Your objective -> As soon as the line containing "Target: wheelchair push handle" appears in the material below, start returning lines exactly, and end with the line containing "Target: wheelchair small caster wheel".

Data supplied ->
+ + + + + + +
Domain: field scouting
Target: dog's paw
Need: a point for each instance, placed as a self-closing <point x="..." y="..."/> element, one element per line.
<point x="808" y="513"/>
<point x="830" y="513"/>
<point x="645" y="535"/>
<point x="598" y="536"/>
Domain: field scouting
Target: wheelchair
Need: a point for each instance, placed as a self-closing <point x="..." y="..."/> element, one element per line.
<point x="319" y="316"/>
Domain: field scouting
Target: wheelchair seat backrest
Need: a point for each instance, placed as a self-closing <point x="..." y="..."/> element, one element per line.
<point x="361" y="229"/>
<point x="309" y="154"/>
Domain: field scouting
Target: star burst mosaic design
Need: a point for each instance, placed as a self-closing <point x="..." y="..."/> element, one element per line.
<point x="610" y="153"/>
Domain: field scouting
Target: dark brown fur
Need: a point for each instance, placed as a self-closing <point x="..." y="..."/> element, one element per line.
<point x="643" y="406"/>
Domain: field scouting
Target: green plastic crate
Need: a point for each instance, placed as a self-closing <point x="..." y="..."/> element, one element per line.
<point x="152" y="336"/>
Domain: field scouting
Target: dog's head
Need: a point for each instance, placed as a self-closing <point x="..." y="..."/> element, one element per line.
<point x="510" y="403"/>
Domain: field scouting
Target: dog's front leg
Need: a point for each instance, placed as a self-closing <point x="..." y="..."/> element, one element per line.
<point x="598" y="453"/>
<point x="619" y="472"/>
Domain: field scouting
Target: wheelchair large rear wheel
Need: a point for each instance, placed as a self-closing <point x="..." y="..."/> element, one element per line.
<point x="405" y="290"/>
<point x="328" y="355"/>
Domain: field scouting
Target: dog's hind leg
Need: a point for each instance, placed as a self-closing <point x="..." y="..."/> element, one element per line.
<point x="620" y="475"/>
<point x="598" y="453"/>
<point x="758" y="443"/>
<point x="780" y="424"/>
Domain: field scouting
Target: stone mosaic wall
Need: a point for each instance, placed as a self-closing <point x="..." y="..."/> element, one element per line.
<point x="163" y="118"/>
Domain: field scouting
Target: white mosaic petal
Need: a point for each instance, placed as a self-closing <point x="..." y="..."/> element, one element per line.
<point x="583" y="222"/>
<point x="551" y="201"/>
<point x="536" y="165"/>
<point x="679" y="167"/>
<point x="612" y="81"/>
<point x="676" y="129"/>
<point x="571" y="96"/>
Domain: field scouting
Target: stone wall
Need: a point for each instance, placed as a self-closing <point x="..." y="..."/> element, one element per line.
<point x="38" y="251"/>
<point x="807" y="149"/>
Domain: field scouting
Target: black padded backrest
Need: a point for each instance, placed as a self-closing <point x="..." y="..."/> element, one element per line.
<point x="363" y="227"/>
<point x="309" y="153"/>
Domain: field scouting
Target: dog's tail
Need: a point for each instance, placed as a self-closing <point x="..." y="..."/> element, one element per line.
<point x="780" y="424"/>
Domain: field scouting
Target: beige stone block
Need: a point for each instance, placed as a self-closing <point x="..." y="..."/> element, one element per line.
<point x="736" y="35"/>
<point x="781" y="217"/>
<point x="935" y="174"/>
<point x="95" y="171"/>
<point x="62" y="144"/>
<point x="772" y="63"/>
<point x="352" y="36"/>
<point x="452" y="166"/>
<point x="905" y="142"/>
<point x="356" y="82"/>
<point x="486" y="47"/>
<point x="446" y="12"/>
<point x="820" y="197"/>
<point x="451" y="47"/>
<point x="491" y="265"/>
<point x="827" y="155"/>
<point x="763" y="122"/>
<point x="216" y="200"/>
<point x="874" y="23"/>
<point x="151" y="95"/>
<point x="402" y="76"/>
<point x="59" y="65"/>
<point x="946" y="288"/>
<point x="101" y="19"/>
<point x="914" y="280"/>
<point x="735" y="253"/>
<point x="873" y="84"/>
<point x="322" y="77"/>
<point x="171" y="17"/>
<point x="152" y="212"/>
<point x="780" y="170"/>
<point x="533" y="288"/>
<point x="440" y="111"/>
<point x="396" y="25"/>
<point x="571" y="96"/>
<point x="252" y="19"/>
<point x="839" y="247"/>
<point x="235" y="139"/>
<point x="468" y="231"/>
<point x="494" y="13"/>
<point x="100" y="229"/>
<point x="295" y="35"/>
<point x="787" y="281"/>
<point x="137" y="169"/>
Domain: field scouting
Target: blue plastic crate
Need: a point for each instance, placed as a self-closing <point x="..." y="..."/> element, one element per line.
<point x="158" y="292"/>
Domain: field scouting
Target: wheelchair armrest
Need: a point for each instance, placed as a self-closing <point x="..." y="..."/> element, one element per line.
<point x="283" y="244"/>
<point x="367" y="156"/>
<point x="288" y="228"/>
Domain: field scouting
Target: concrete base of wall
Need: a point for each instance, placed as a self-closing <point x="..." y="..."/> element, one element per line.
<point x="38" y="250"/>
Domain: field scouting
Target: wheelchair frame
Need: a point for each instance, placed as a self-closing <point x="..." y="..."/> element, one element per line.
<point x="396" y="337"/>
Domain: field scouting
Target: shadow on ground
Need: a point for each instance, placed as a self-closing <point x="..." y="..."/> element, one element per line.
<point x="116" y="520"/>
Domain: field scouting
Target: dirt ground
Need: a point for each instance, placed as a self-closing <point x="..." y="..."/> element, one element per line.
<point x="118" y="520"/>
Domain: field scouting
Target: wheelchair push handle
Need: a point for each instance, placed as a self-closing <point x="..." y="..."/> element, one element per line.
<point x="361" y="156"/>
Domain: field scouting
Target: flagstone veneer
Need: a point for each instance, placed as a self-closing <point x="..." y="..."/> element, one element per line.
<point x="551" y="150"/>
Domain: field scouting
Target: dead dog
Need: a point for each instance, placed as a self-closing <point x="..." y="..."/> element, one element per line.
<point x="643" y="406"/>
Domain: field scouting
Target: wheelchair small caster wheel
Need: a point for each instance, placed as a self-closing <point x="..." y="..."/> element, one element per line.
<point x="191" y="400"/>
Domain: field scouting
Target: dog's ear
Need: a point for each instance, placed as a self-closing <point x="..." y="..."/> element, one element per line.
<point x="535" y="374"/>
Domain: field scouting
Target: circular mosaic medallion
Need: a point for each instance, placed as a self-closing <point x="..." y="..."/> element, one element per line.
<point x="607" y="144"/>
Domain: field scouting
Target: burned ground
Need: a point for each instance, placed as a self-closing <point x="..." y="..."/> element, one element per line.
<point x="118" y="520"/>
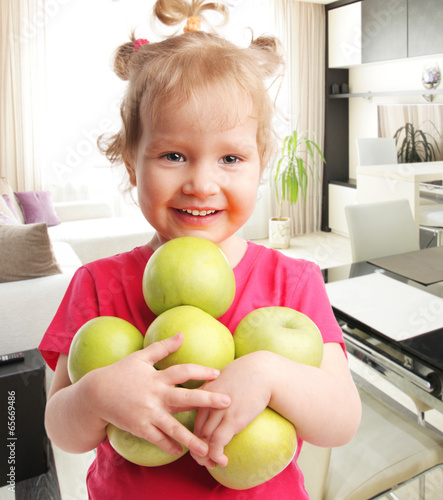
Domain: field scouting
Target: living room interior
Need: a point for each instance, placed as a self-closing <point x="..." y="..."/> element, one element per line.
<point x="69" y="96"/>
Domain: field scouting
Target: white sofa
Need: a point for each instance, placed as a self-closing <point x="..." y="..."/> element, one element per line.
<point x="93" y="232"/>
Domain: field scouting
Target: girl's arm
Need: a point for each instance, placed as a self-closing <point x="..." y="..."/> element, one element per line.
<point x="132" y="395"/>
<point x="322" y="403"/>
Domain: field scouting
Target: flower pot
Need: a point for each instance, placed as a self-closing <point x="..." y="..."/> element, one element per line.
<point x="279" y="232"/>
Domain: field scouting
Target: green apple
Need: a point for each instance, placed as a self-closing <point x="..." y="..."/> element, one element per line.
+ + + + + + +
Result of this task ->
Target: wheelchair push handle
Need: a point for each instance, placed as a self-closing <point x="..." y="..."/> element, one element per line.
<point x="361" y="156"/>
Domain: field scouting
Target: flagstone veneer
Need: a point for each instance, placed as a self-closing <point x="..." y="..."/> element, one element per line.
<point x="551" y="150"/>
Domain: field scouting
Target: dead dog
Need: a point for each instance, placed as a self-closing <point x="..." y="..."/> element, one element per line.
<point x="643" y="406"/>
Domain: field scouting
Target: wheelchair small caster wheel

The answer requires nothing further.